▸ **Given text**
- Opening Delimiter -

A coat of arms identified as belonging to Marie de Medici appears in the margin of one of the miniatures (the Annunciation on f. 20), identifying the manuscript as having been created for her use (it’s not clear from the online catalogue which Marie de Medici we’re talking about, but based on the date it is likely the Marie who was mother to Cosimo I de Medici). It is not at all uncommon, by the way, for a Book of Hours to have been made for the use of a woman, especially a woman of noble birth, most of whom were literate and learned during the later Middle Ages and Renaissance. Unfortunately, I couldn’t find an image of the Annunciation miniature with the coat of arms, but at left is a miniature from the manuscript of St. Luke, accompanied by his attribute of the bull, painting a portrait of the Virgin Mary. Note the sophisticated use of perspective, the trompe l’oeil effect of the pillar and architectural frame, the realistic figures, the clearly identified directional light source. This manuscript is a beauty.
One of the most interesting facets of medieval manuscripts in U.S. collections is their provenance, the journey every medieval manuscript in North America has taken to get from where it was to where it is. So how did this manuscript get from sixteenth-century Italy to twenty-first century Maine? Before answering that question, I want to take a minute to introduce you to a very useful online resource for studying the history of manuscripts in general, the Schoenberg Database of Manuscripts. Using this database of several hundred thousand sales records, one can trace manuscript owners, prices, the manuscripts themselves, and entire collections over the course of hundreds of years.

- Closing Delimiter -

▸ **Supplied material**
- Opening Delimiter -

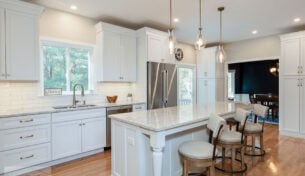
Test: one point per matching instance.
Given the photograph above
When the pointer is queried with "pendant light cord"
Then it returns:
(170, 16)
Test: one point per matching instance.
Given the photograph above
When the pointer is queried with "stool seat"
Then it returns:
(229, 136)
(197, 149)
(253, 127)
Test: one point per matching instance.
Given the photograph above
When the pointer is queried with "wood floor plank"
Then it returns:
(284, 156)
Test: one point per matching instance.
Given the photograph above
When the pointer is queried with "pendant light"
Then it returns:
(200, 43)
(221, 55)
(171, 30)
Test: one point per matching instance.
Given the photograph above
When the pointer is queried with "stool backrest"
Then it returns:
(214, 124)
(260, 110)
(241, 115)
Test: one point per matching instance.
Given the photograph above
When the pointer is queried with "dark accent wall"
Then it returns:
(255, 77)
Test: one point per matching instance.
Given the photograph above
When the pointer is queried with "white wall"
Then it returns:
(66, 26)
(188, 52)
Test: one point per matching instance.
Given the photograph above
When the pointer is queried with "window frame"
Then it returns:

- Closing Delimiter -

▸ **Work instructions**
(A) Write out the Book of Hours text from "One of the most" up to and including "hundreds of years.".
(B) In the Book of Hours text, what attribute accompanies St. Luke in the miniature?
(C) Carry on the Book of Hours text from its final sentence.

▸ **Answers to the tasks**
(A)
One of the most interesting facets of medieval manuscripts in U.S. collections is their provenance, the journey every medieval manuscript in North America has taken to get from where it was to where it is. So how did this manuscript get from sixteenth-century Italy to twenty-first century Maine? Before answering that question, I want to take a minute to introduce you to a very useful online resource for studying the history of manuscripts in general, the Schoenberg Database of Manuscripts. Using this database of several hundred thousand sales records, one can trace manuscript owners, prices, the manuscripts themselves, and entire collections over the course of hundreds of years.

(B) The bull.

(C)
From an inscription inside the front cover of the manuscript, we know that it was owned at one point by a French collector who identified himself as the “Prince de Conty.” A quick search of the Schoenberg Database uncovers three additional sales of this manuscript, all in London in the early twentieth century: database record 22396 (a sale at Sotheby’s in 1909), 22264 (Sotheby’s sale of the collection J.S. Burra in 1911), and 22173 (Sotheby’s, 1912). These are sales that have not previously been associated with the Bowdoin manuscript, although details in the sales records such as the number of leaves, the dimensions, provenance and binding confirm that they do indeed all represent sales of Bowdoin’s Hours. The manuscript sold in 1909 for $500, presumably to its next owner, one J. S. Burra, from whose collection it was sold in 1911 for a mere $300 (a loss for his estate, alas). The next owner sold it in 1912 at a profit, for $750. The manuscript then disappeared into a private collection. It resurfaced, again at Sotheby’s, in 1949, when it was bought by a Bowdoin alum named Roscoe Hupper (class of 1907) who gave the codex to his alma mater in memory of a classmate named Felix Arnold Burton.
This exquisite Italian Book of Hours, a masterpiece of Renaissance illumination, has found a fitting home in the mountains of Maine, where it beautifully fulfills the promise made to Bowdoin’s students in 1906 by College President William DeWitt Hyde:
To be at home in all lands and all ages;
to count Nature a familiar acquaintance,
and Art an intimate friend;
to carry the keys of the world’s library in your pocket,
and feel its resources behind you in whatever task you undertake;
to make hosts of friends…who are to be leaders in all walks of life;
to lose yourself in generous enthusiasms and cooperate with others for common ends –
this is the offer of the college for the best four years of your life.